> [What is needed]: Below is some data. Retype exactly the lines starting at the one with "Reviewer note: verify that every instance of the sun glare" and ending at the one with "Query: golden sky".

> [Material provided]:
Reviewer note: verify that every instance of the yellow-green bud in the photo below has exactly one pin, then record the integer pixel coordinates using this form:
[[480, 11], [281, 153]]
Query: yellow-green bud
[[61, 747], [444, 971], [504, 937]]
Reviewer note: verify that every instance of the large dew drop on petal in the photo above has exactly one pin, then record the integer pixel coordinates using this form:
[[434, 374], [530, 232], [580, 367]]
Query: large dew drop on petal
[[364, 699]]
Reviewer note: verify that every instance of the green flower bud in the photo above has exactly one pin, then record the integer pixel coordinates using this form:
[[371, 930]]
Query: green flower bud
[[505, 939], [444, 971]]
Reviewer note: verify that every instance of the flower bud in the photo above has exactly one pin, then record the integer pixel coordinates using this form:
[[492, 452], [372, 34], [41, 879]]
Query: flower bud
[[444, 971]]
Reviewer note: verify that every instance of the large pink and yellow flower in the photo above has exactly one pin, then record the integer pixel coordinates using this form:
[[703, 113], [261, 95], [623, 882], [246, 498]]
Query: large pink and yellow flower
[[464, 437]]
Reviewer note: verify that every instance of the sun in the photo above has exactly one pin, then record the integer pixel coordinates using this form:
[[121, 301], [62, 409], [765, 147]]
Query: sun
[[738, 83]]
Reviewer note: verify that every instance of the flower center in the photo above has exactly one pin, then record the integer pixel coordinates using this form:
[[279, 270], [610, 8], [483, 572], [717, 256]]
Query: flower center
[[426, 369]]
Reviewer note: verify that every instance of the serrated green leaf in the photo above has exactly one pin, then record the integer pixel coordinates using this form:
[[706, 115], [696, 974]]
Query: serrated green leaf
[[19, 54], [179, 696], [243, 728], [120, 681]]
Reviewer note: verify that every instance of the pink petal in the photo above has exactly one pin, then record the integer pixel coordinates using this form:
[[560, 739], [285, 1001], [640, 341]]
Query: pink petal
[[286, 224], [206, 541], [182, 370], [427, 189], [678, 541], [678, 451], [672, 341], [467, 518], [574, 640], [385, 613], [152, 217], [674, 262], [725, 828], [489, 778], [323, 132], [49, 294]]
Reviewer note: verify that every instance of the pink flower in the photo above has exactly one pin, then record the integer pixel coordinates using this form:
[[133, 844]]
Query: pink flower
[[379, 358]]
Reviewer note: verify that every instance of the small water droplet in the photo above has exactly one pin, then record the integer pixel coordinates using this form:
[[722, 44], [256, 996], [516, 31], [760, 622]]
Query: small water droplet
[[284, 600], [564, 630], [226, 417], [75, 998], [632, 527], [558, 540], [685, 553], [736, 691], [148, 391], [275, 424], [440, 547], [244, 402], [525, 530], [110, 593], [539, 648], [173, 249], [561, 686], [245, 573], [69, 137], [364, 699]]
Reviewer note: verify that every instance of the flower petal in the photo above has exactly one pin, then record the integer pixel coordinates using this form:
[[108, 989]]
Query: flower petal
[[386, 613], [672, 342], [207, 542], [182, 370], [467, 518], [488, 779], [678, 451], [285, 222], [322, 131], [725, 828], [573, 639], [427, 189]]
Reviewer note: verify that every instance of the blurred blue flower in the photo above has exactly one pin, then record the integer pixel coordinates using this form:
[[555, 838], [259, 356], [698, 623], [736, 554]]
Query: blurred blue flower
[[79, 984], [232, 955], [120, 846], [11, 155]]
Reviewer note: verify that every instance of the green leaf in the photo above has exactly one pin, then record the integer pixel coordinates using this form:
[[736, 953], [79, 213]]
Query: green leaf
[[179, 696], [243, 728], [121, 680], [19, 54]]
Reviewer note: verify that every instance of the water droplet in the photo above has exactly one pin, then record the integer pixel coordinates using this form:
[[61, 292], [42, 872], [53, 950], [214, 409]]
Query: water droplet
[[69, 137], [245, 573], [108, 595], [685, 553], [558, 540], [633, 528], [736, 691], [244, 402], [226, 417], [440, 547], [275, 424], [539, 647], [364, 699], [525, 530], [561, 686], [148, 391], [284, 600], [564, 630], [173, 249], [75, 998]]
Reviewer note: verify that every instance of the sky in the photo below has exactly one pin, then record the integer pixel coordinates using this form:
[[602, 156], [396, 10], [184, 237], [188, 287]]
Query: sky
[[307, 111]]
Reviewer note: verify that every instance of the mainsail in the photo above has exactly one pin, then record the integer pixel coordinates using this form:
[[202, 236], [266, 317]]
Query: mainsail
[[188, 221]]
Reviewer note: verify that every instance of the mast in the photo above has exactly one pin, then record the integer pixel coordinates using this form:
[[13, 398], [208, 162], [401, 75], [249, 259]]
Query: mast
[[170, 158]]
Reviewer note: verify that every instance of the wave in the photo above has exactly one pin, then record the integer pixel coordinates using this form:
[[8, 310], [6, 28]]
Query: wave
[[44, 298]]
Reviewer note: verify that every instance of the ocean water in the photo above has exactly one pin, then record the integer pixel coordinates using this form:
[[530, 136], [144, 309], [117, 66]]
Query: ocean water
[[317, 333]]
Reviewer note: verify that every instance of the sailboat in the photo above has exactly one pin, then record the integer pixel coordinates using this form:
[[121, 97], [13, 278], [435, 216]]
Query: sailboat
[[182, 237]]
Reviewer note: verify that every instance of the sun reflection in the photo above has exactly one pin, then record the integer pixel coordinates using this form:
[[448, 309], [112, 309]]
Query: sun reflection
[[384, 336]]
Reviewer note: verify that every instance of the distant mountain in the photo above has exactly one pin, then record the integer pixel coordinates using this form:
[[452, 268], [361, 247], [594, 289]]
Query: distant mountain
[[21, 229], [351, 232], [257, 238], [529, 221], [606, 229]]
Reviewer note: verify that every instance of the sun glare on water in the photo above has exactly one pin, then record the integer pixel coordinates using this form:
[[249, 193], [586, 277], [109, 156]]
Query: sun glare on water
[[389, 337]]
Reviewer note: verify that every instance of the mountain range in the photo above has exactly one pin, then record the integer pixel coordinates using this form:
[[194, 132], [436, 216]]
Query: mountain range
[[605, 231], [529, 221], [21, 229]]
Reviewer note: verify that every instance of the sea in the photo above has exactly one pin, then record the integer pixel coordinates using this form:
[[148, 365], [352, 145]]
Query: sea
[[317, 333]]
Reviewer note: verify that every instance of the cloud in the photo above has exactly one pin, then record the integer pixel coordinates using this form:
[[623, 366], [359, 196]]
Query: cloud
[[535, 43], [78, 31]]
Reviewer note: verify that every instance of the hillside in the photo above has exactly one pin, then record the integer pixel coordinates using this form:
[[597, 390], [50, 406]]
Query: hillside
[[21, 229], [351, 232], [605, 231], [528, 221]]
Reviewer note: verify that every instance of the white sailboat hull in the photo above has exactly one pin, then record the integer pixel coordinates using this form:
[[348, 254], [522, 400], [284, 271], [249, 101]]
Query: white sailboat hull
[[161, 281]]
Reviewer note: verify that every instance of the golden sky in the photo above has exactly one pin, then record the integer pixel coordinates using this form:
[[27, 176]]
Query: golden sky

==

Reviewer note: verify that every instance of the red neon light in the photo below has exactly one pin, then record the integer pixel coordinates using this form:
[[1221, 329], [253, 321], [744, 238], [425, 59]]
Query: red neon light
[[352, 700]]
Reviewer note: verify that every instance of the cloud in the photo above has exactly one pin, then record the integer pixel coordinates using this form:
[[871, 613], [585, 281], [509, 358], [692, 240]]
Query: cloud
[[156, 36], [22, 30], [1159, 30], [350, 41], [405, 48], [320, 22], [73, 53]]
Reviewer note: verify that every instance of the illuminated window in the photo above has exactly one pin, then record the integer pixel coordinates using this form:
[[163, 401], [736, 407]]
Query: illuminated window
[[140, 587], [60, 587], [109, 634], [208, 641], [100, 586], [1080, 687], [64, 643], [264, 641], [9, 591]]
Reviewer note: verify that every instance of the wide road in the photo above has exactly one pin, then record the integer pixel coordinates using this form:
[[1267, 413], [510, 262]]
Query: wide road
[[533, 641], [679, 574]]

> [Answer to the exercise]:
Reviewer note: verify that every instance of the sun glare on water in the photo above has exactly one pin, then record the integer pixel coordinates using this form:
[[249, 193], [586, 277], [109, 156]]
Query: sun glare on water
[[389, 337]]
Reviewer note: verify that every instance of the mountain range in the photo above has exactly one pin, then record the integer pixel coordinates using this form:
[[194, 132], [436, 216]]
Query: mountain range
[[605, 231], [529, 221], [21, 229]]
Reviewer note: verify that every instance of the sea in the photo above has exactly one pin, then record the integer pixel coordinates using this form:
[[148, 365], [352, 145]]
Query: sea
[[317, 333]]
Reviewer note: verify that every instance of the cloud in the photo above has exactly one pin, then record the integer pixel coordinates using this form:
[[623, 366], [359, 196]]
Query: cloud
[[535, 43], [78, 31]]
Reviewer note: verify that every instance of the hillside in the photo above has exactly one pin, then record the integer pixel coordinates using this form:
[[597, 390], [50, 406]]
Query: hillside
[[21, 229], [351, 232], [605, 231], [528, 221]]
Reviewer note: verify that every instance of the white sailboat hull in the photo above has exactly one pin, then record the integer pixel coordinates using this form:
[[348, 254], [522, 400], [284, 271], [249, 101]]
Query: white sailboat hull
[[161, 281]]
Reviewer note: verify that every instance of the golden sky in the photo above has exactly one pin, then record the integer pixel coordinates using this form:
[[27, 176]]
Query: golden sky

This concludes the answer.